STATED EXERCISE A:
Which kinds of rights does the interview on Adlerian psychology list for the roof of the house?

◇ ◇ ◇ ◇

An exclusive interview with renowned counsellor, Dr Wes Wingett, who explains why parents should give freedom to children, but with responsibility.
By Akshaya Ganesh
As a student, Dr Wes Wingett was deeply influenced by the Adlerian style of psychology and decided to pursue it further. He became a counsellor in private practice in 1978, and is currently a faculty member and Program Director for the school counselling program at the Adler Graduate School in the United States. An expert in counselling families the Adlerian way, Dr Wingett has been working with families from different countries. In a conversation with ParentCircle, Dr Wingett talks about Adlerian psychology and how parents can raise socially responsible and happy children.
PC: Can you tell us more about Adlerian psychology?
WW: Alfred Adler (1870–1937) was a psychiatrist. For about nine years, he was a colleague of Sigmund Freud. However, they had a bitter intellectual divorce in 1911, and this led to Adler starting his own school of psychology.
Adlerian psychology is a positive psychology, and one of its central ideas is that people are social beings looking for a way to fit in, to contribute to belong. Other ideas include the thought that everyone is equal, and that we should treat people with respect and dignity. According to Adler, we need to look at the purpose of behaviour and the direction in which the behaviour of a child or an adult is moving. We also need to believe that people should develop courage to face the challenges of living. Adler believed in democracy; and, in democracy, he believed there was freedom with order. We need to have democracy in families, in schools and in the larger community. According to him, children and adults are equal in their right to respect and dignity.
PC: You once said that you wanted to develop an Adlerian-based curriculum for teaching, learning and classroom management. Is this based on the need to teach children about self-care and being socially responsible?
WW: Yes, and we teach the same things to teachers and parents. I believe there is a way in which we can develop freedom with order, which is the definition of democracy.
I start with the idea of a house, and the foundation of the house is built on ‘respect’. If we want to be respectful, we need to be kind and firm at the same time. Adlerians believe that when we are overly kind, we are pampering the children and doing things that they can do themselves.
Next, we build the walls of the house. One of the walls is made up of ‘rules’. We need to have two basic sets of rules. The first rule is, ‘Respect others, self and the environment’ (ROSE). The second rule is that we help schools and families to help each other learn and succeed.
The other wall is made up of ‘routine’. We need routine in life because it gives us predictability, consistency and a way to respond to stress.
The roof of the house is made up of two interlocking ideas. One side is ‘rights’ (developmental rights, rights of children, rights of adolescence, rights of adults and rights of ageing). Children know about these rights; and if you work with children who are more than ten years old, they know what their rights are.
The other side of the roof is ‘responsibilities’. For example, if a child asks for a smartphone, we ask what responsibility the child is willing to take for it. And, if we don’t have responsibility with rights, then we have pampered children.

◇ ◇ ◇ ◇

STATED EXERCISE B:
How many lines of the records contain the string "above"? Tally them and give only the number.

(Stored data entries)
◇ ◇ ◇ ◇

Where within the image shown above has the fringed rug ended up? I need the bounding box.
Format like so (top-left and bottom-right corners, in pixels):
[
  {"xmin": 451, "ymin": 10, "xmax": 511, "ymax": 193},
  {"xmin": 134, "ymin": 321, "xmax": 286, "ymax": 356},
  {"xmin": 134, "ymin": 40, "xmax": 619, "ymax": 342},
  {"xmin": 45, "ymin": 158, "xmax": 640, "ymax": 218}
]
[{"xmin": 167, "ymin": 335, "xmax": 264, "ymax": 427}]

◇ ◇ ◇ ◇

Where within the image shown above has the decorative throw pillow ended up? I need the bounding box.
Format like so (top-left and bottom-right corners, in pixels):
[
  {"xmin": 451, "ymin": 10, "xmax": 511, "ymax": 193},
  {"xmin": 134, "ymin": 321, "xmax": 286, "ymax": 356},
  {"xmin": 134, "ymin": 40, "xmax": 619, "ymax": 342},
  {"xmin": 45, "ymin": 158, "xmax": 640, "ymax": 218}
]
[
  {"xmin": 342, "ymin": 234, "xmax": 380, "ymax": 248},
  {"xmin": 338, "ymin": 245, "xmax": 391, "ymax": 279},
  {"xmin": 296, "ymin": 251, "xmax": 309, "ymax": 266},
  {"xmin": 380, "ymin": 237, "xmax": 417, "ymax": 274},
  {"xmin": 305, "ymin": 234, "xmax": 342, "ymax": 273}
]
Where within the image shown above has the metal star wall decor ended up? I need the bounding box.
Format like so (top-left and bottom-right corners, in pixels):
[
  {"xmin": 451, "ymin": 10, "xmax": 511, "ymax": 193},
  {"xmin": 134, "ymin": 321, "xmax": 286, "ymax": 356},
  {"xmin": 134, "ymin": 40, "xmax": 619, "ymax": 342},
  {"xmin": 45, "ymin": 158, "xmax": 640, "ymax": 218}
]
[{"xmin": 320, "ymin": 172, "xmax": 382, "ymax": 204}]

◇ ◇ ◇ ◇

TASK SOLUTION A:
Developmental rights, rights of children, rights of adolescence, rights of adults, rights of ageing

TASK SOLUTION B:
3